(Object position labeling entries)
---

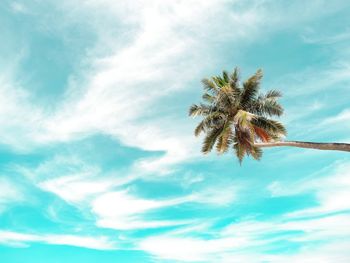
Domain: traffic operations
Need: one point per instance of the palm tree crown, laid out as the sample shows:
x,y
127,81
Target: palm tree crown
x,y
236,114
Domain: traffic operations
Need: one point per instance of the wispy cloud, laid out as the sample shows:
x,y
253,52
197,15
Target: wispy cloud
x,y
22,239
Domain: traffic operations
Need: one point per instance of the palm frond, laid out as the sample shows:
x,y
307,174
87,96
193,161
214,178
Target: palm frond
x,y
250,88
200,109
240,151
256,152
265,107
209,85
210,139
224,139
272,127
273,94
208,98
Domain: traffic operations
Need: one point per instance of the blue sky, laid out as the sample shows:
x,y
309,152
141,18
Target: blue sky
x,y
98,162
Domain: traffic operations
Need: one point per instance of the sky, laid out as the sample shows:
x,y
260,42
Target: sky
x,y
98,161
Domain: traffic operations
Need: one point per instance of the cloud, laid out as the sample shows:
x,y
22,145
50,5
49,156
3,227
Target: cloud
x,y
10,193
120,210
190,249
21,239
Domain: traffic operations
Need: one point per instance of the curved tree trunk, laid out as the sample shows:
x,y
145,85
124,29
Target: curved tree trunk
x,y
312,145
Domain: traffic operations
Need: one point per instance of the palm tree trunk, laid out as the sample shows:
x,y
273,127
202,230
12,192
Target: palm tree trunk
x,y
312,145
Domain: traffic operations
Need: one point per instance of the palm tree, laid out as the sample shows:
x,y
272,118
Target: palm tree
x,y
239,116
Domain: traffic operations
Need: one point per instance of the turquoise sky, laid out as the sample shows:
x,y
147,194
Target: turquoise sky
x,y
98,162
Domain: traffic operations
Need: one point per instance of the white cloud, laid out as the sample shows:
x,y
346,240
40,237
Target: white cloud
x,y
121,210
10,193
21,239
191,249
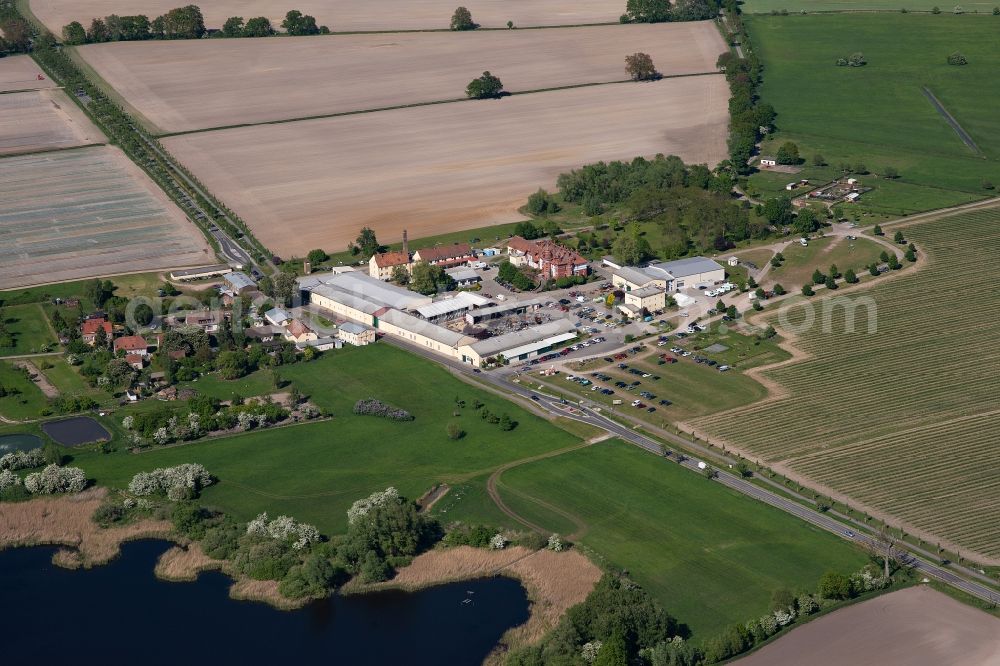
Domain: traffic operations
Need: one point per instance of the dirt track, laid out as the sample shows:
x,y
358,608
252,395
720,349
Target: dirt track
x,y
348,15
43,120
917,626
443,167
196,84
21,73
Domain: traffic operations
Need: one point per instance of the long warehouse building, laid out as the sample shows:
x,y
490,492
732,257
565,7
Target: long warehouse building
x,y
405,315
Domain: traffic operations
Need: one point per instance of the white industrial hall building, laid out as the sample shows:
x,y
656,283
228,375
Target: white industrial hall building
x,y
416,319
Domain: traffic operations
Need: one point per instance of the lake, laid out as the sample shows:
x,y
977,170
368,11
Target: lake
x,y
76,431
121,614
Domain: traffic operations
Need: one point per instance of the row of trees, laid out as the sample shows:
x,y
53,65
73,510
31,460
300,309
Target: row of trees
x,y
661,11
183,23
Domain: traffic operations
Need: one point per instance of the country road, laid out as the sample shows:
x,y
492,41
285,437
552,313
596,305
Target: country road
x,y
918,559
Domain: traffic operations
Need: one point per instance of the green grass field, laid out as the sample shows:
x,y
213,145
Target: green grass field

---

## Task to carry out
Quote every line word for word and keep the images out of the copy.

## Solution for this exercise
Domain: traffic operations
Need: one point per instance of the palm tree crown, laid out as the sample shows:
x,y
127,81
Target: palm tree crown
x,y
236,114
Domain: traffic operations
Need: one point per instance of the wispy cloud, laid out as the sample shows:
x,y
253,52
197,15
Target: wispy cloud
x,y
22,239
Domain: traffic operations
Need: one point per instance of the palm frond, laid out as the sample shows:
x,y
307,174
87,96
193,161
214,178
Target: palm frond
x,y
250,88
200,109
240,151
256,152
265,107
209,85
210,139
224,139
272,127
273,94
208,98
Domain: traffic operations
Need: one point per instance of the blue sky, laid out as the sample shows:
x,y
309,152
141,18
Target: blue sky
x,y
98,162
Domain: traffic operations
Need: one point per instance of the sky, laid out as the sample shows:
x,y
260,42
Target: sky
x,y
98,161
Domain: traffic operations
Need: one point per instance of the cloud, laid out as the sample shows:
x,y
22,145
50,5
49,156
3,227
Target: cloud
x,y
10,193
120,210
190,249
21,239
Domain: traffic operations
Need: one point per instance of the curved tree trunk, laid out as the sample shows:
x,y
145,85
124,29
Target: curved tree trunk
x,y
312,145
Domain: traffic operations
Need: one point per instance of the palm tree trunk, laid out as the sample shows:
x,y
273,127
202,230
12,192
Target: palm tree trunk
x,y
312,145
Domain: traffic operations
Need: one point per instance of the palm tree, laid out as the sample shows:
x,y
272,118
Target: palm tree
x,y
239,116
Domain: traffic operations
Need: one point per instance of the turquoise sky, laid out as the sample shows:
x,y
147,194
Target: turquoise sky
x,y
98,162
Domain: traffic operations
Need: one point per instance of the white cloud, laid out as the sample shows:
x,y
346,240
40,237
Target: white cloud
x,y
121,210
10,193
21,239
191,249
Domain: traffic operations
Need: one point per instance of the dirt track, laid out as the sample shows:
x,y
358,608
252,395
720,349
Target: dirt track
x,y
348,15
43,120
917,626
443,167
196,84
21,73
Domain: traffic operations
Need: one point per instance of the long warehouse building, laid out as the sample shows:
x,y
490,492
732,257
565,7
Target: long warehouse building
x,y
405,315
Domain: traffic operations
Need: one point per instance of the white industrial hall building, laid out as the sample shows:
x,y
656,283
228,375
Target: white industrial hall building
x,y
416,319
Domain: traffic operations
Need: one point per instance of the lake, laid out as the sample shows:
x,y
977,170
368,11
Target: lake
x,y
76,431
121,614
Domain: traffic operations
Need: one point per instance of the row of trees, laid out as the sample shows:
x,y
53,65
73,510
31,460
300,309
Target: row of trees
x,y
661,11
183,23
Domain: traffic operations
Need: one point per instance of the country road, laid out as the sample shows:
x,y
492,41
285,437
552,313
596,305
Target: country road
x,y
918,559
Domain: traffic operations
Need: one point per instance of the green grass field, laid out as the sample shows:
x,y
213,145
Target: green grass field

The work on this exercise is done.